__WHAT IS EXPECTED__.
Rewrite the data below, replacing each "Trivia challenge" with "Quiz round" and leaving everything else unchanged. Omit the pictures from your version.

__INFORMATION GIVEN__.
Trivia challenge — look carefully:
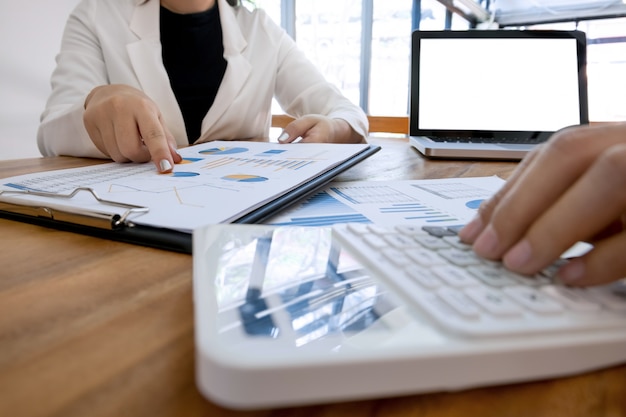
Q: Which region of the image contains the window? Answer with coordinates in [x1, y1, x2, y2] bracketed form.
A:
[255, 0, 468, 116]
[254, 0, 626, 121]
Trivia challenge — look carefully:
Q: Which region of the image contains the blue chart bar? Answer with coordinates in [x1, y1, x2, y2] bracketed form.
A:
[272, 214, 371, 226]
[380, 203, 458, 223]
[272, 192, 371, 226]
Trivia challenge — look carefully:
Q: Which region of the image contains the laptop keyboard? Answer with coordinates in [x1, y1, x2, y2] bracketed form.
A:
[333, 223, 626, 337]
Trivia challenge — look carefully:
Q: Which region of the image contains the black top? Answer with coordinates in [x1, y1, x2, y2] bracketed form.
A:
[161, 3, 226, 143]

__EXERCISE RESULT__.
Quiz round — look carefully:
Q: Which region of the image contains the window? Answer with coordinates in [x1, y1, x2, y2] bracketed form.
A:
[255, 0, 468, 116]
[254, 0, 626, 121]
Quiz round — look carefully:
Q: Which region of the image contains the blue chart bar? Answer with coordinates in [x1, y1, x2, y2] bracketed form.
A:
[272, 214, 371, 226]
[380, 203, 458, 223]
[272, 192, 371, 226]
Quiz round — look carefully:
Q: Which region of the image contains the laptop keyboard? Answer with coordinates in [x1, y1, x2, y2] bracketed form.
A:
[333, 223, 626, 337]
Quiz round — look carefully:
Q: Which region of the image contains the black top? Answer with coordinates in [x1, y1, x2, y2] bracketed form.
A:
[161, 3, 226, 143]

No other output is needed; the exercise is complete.